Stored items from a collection
--------------------------------
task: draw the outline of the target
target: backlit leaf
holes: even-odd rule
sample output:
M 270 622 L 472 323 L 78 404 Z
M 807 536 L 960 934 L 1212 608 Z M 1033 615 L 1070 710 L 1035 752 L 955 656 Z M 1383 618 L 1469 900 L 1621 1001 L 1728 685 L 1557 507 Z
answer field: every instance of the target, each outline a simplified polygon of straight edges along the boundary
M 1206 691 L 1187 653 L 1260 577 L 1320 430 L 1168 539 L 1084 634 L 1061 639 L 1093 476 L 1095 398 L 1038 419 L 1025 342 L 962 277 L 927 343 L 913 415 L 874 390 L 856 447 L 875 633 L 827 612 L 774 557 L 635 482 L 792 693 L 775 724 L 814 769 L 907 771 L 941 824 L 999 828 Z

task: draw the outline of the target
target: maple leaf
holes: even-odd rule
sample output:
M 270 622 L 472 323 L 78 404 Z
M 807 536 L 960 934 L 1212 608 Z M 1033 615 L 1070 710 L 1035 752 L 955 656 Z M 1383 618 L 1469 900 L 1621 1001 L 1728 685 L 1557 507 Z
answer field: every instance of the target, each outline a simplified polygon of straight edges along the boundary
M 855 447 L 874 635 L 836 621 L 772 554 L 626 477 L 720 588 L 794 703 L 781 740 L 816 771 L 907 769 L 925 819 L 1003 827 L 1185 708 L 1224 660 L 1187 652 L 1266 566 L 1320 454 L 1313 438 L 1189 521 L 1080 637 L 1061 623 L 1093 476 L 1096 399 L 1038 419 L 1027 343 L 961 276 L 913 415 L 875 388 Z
--------------------------------
INSTRUCTIONS FOR THE TASK -
Among the lines of the data, some contain the word "leaf". How many are there? Reply with the number alone.

WRITTEN REPLY -
2